** Listed records **

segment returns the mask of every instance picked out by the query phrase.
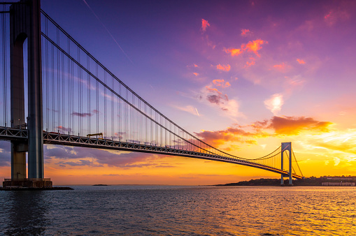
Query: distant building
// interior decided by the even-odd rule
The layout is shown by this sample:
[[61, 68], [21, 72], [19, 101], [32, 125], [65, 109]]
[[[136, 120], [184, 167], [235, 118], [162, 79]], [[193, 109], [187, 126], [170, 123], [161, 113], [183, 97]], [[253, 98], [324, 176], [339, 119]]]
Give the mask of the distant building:
[[322, 182], [322, 186], [355, 186], [355, 182]]

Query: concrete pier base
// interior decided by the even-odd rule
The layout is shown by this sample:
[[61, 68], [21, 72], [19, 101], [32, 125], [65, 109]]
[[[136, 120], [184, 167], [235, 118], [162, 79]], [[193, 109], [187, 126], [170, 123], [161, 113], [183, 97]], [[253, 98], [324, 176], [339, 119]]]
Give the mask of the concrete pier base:
[[12, 179], [5, 179], [3, 188], [52, 188], [53, 184], [50, 178]]

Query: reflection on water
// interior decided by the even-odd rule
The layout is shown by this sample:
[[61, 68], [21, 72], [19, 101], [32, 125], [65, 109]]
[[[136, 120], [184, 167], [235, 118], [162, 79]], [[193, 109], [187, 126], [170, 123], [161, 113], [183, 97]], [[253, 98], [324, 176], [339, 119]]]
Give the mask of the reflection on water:
[[2, 206], [6, 213], [3, 233], [9, 235], [38, 235], [45, 230], [48, 202], [43, 191], [7, 192]]
[[74, 189], [0, 191], [3, 235], [352, 235], [356, 228], [355, 187]]

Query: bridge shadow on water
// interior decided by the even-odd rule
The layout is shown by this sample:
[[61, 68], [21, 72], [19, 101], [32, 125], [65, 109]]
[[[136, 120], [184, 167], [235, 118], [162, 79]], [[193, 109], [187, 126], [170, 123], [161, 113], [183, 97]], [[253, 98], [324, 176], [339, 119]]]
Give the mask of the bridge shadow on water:
[[50, 202], [43, 191], [11, 191], [3, 207], [7, 215], [3, 221], [3, 232], [8, 235], [43, 235], [50, 224], [46, 215]]

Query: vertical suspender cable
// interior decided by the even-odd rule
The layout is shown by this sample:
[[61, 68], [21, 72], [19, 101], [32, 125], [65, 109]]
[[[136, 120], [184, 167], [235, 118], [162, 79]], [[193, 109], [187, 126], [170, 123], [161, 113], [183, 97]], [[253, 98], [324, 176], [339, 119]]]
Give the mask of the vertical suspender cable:
[[[6, 6], [3, 5], [3, 10], [6, 10]], [[2, 14], [2, 36], [3, 36], [3, 124], [7, 126], [7, 70], [6, 70], [6, 15]]]

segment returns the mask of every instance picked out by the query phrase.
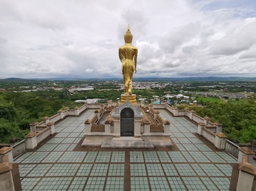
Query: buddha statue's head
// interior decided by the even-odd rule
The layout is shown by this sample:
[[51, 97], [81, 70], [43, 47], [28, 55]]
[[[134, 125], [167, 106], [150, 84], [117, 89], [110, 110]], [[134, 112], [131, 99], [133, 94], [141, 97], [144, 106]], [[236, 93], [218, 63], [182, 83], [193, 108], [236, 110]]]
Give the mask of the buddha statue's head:
[[124, 34], [124, 42], [126, 43], [132, 43], [132, 41], [133, 40], [133, 35], [130, 33], [130, 27], [128, 25], [128, 27], [127, 29], [127, 31], [126, 33]]

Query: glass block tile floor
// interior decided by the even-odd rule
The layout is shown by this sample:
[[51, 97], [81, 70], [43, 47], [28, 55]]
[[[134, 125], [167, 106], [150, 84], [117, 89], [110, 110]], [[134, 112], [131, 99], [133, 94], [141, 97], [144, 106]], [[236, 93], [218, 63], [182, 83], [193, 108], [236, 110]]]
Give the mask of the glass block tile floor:
[[83, 137], [83, 121], [94, 110], [65, 118], [56, 135], [37, 150], [15, 161], [23, 190], [228, 190], [232, 163], [195, 135], [197, 126], [160, 110], [171, 122], [178, 150], [73, 151]]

** Stated task **
Set out every line of the records above as a Markdown table with the columns Row and Line, numbering the rows and skipping blank lines. Leave the pictures out of the answer.

** Task output **
| Row | Line |
|---|---|
| 1 | segment returns the mask of every instance picked out by the query phrase. |
| 2 | Query: distant building |
| 3 | // interior decided by the even-odd rule |
| 4 | The layout is shown by this sample: |
| 5 | [[61, 68], [21, 72], [19, 101], [32, 125], [65, 109]] |
| 6 | [[[136, 120], [184, 167], [235, 118], [162, 79]], [[193, 109], [187, 126], [170, 123], [161, 113], [183, 97]], [[253, 98], [324, 176], [339, 119]]] |
| 7 | Give the mask of the distant building: |
| 8 | [[322, 182], [322, 186], [355, 186], [355, 182]] |
| 9 | Query: concrete pier base |
| 10 | // interior decided by the even-odd rule |
| 11 | The layout is shown by this sample: |
| 12 | [[61, 68], [21, 72], [19, 101], [32, 125], [65, 109]] |
| 13 | [[[136, 120], [184, 167], [235, 118], [162, 79]], [[193, 109], [187, 126], [170, 123], [161, 113], [183, 97]], [[253, 98], [324, 176], [339, 119]]] |
| 14 | Give the mask of the concrete pier base: |
| 15 | [[12, 179], [5, 179], [3, 188], [52, 188], [53, 184], [50, 178]] |
| 16 | Query: reflection on water |
| 17 | // interior decided by the even-odd rule |
| 18 | The layout is shown by this sample: |
| 19 | [[61, 68], [21, 72], [19, 101], [32, 125], [65, 109]] |
| 20 | [[[136, 120], [184, 167], [235, 118], [162, 79]], [[193, 109], [187, 126], [170, 123], [161, 113], [183, 97]], [[253, 98], [324, 176], [339, 119]]] |
| 21 | Give the mask of the reflection on water: |
| 22 | [[2, 206], [6, 213], [3, 233], [9, 235], [38, 235], [45, 230], [48, 202], [43, 191], [7, 192]] |
| 23 | [[74, 189], [0, 191], [3, 235], [352, 235], [356, 228], [355, 187]] |
| 24 | Query: bridge shadow on water |
| 25 | // interior decided by the even-odd rule |
| 26 | The layout is shown by this sample: |
| 27 | [[61, 68], [21, 72], [19, 101], [32, 125], [65, 109]] |
| 28 | [[[136, 120], [184, 167], [235, 118], [162, 79]], [[193, 109], [187, 126], [170, 123], [161, 113], [183, 97]], [[253, 98], [324, 176], [339, 119]]] |
| 29 | Give the mask of the bridge shadow on water: |
| 30 | [[50, 202], [43, 191], [11, 191], [3, 207], [7, 215], [3, 221], [3, 232], [8, 235], [43, 235], [50, 224], [46, 215]] |
| 31 | Query: vertical suspender cable |
| 32 | // interior decided by the even-odd rule |
| 33 | The layout is shown by this sample: |
| 34 | [[61, 68], [21, 72], [19, 101], [32, 125], [65, 109]] |
| 35 | [[[136, 120], [184, 167], [235, 118], [162, 79]], [[193, 109], [187, 126], [170, 123], [161, 113], [183, 97]], [[253, 98], [324, 176], [339, 119]]] |
| 36 | Give the mask of the vertical suspender cable: |
| 37 | [[[6, 6], [3, 5], [3, 10], [6, 10]], [[2, 14], [2, 36], [3, 36], [3, 124], [7, 126], [7, 70], [6, 70], [6, 15]]] |
| 38 | segment returns the mask of every instance picked out by the query phrase. |
| 39 | Query: buddha statue's head |
| 40 | // interior decided by the even-odd rule |
| 41 | The layout is shown by this sample: |
| 42 | [[51, 97], [81, 70], [43, 47], [28, 55]] |
| 43 | [[[134, 125], [167, 106], [150, 84], [117, 89], [110, 110]], [[134, 112], [131, 99], [133, 94], [141, 97], [144, 106]], [[236, 93], [218, 63], [182, 83], [193, 108], [236, 110]]] |
| 44 | Give the mask of the buddha statue's head: |
| 45 | [[124, 34], [124, 42], [126, 43], [132, 43], [132, 41], [133, 40], [133, 35], [130, 33], [130, 27], [128, 25], [128, 27], [127, 29], [127, 31], [126, 33]] |
| 46 | Query: glass block tile floor |
| 47 | // interior decided by the even-odd rule |
| 48 | The layout is shown by this sample: |
| 49 | [[51, 97], [81, 70], [43, 47], [28, 55]] |
| 50 | [[[134, 125], [167, 106], [150, 84], [117, 89], [110, 110]], [[134, 112], [131, 99], [133, 94], [141, 97], [144, 106]], [[236, 93], [218, 63], [182, 83], [193, 108], [236, 110]]] |
| 51 | Give the mask of the glass block tile floor: |
| 52 | [[83, 137], [83, 121], [94, 110], [65, 118], [56, 135], [37, 150], [15, 161], [23, 190], [228, 190], [232, 163], [195, 135], [197, 126], [160, 110], [171, 122], [178, 150], [73, 151]] |